## Text zur Analyse
^^^^

Wir Sozialdemokraten sagen klar, dass es mit uns im Europäischen Parlament keine weiteren Privatisierungen bei der kommunalen Daseinsvorsorge geben wird. Es kann nicht sein, dass öffentliche Dienstleistungen nicht erbracht werden können, weil das Europa so will. In der EVP, zu der auch die CSU gehört, gibt es Leute, die auch noch die Wasserversorgung in Europa privatisieren wollen. Solche Umtriebe werden im Europäischen Parlament nach der nächsten Wahl hoffentlich keine Mehrheit haben. Liebe Kolleginnen und Kollegen, darum geht es.

^^^^

## Ihre Aufgabe
Schreiben Sie einen Abschnitt aus dem Text zur Analyse wortgetreu ab. Setzen Sie bei den Worten mit „Wir Sozialdemokraten sagen“ ein und hören Sie nach „darum geht es.“ auf.

## Angezeigte Daten
^^^^

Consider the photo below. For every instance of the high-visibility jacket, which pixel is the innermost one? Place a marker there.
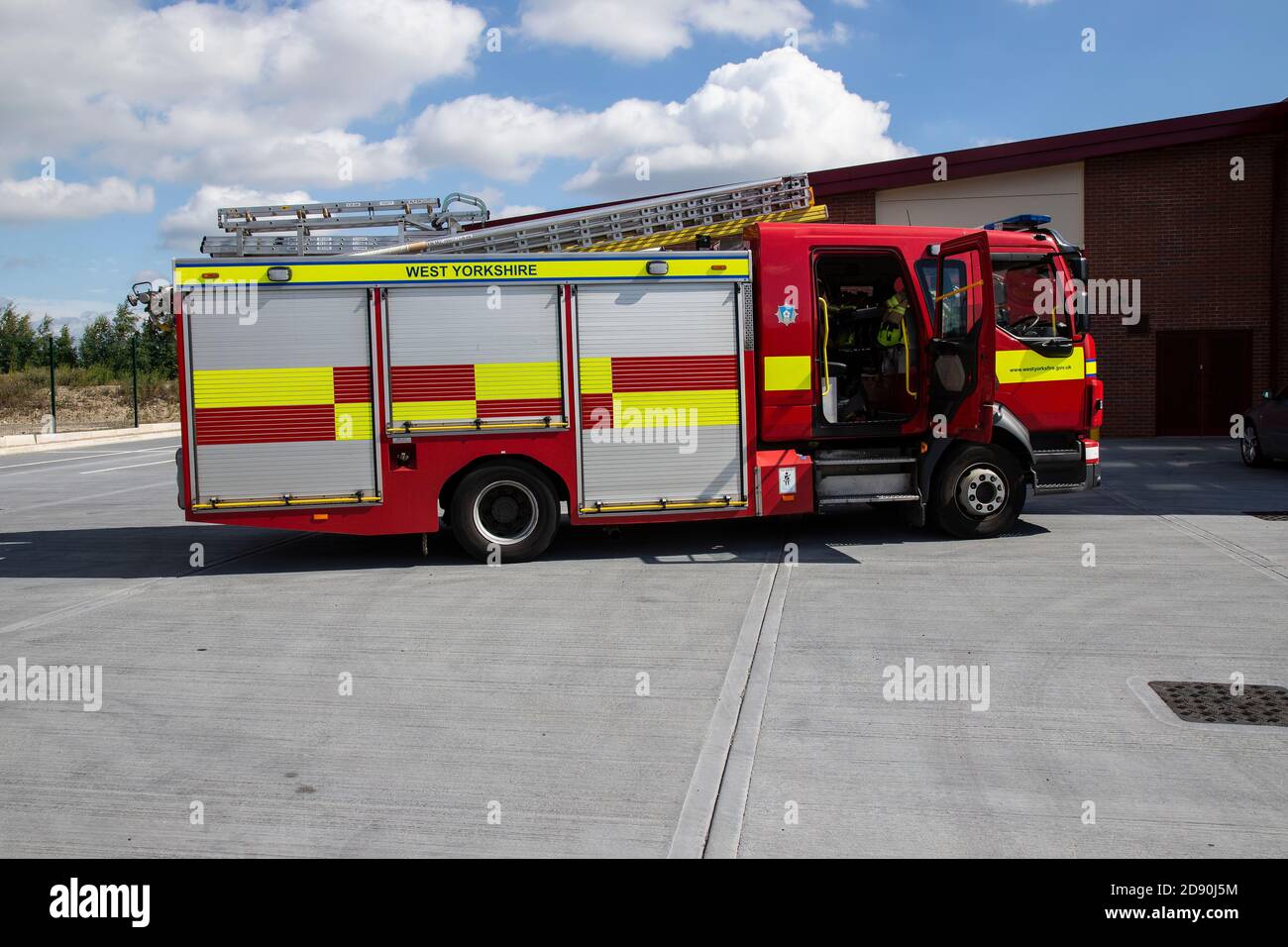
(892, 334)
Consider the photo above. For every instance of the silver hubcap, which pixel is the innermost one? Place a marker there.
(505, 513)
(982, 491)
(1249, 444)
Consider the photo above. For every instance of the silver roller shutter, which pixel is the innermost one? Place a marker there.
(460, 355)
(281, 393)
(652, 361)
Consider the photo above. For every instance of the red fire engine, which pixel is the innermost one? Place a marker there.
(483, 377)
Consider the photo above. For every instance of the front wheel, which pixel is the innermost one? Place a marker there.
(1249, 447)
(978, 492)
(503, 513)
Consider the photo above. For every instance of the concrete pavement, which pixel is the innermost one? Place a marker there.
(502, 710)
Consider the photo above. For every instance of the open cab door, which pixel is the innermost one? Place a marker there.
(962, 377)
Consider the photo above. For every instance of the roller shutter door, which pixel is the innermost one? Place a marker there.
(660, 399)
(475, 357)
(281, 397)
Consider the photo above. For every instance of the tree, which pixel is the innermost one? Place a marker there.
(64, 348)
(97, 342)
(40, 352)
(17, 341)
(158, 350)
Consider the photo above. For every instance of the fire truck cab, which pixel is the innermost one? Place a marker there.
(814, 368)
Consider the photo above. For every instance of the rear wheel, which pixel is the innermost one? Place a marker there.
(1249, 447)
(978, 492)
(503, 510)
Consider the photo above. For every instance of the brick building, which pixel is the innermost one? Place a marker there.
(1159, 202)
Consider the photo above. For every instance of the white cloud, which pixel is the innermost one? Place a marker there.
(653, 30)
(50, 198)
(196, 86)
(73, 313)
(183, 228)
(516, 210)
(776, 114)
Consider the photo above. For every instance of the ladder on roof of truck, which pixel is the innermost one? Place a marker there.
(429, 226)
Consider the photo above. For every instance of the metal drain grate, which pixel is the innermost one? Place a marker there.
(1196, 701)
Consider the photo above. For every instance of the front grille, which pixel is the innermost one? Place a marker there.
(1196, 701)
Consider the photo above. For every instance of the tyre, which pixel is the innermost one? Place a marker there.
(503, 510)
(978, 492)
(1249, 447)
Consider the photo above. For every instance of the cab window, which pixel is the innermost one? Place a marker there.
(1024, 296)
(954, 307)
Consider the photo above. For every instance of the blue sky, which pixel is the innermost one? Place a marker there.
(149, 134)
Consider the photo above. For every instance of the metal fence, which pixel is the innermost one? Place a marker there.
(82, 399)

^^^^

## Ergebnis der Übung
Wir Sozialdemokraten sagen klar, dass es mit uns im Europäischen Parlament keine weiteren Privatisierungen bei der kommunalen Daseinsvorsorge geben wird. Es kann nicht sein, dass öffentliche Dienstleistungen nicht erbracht werden können, weil das Europa so will. In der EVP, zu der auch die CSU gehört, gibt es Leute, die auch noch die Wasserversorgung in Europa privatisieren wollen. Solche Umtriebe werden im Europäischen Parlament nach der nächsten Wahl hoffentlich keine Mehrheit haben. Liebe Kolleginnen und Kollegen, darum geht es.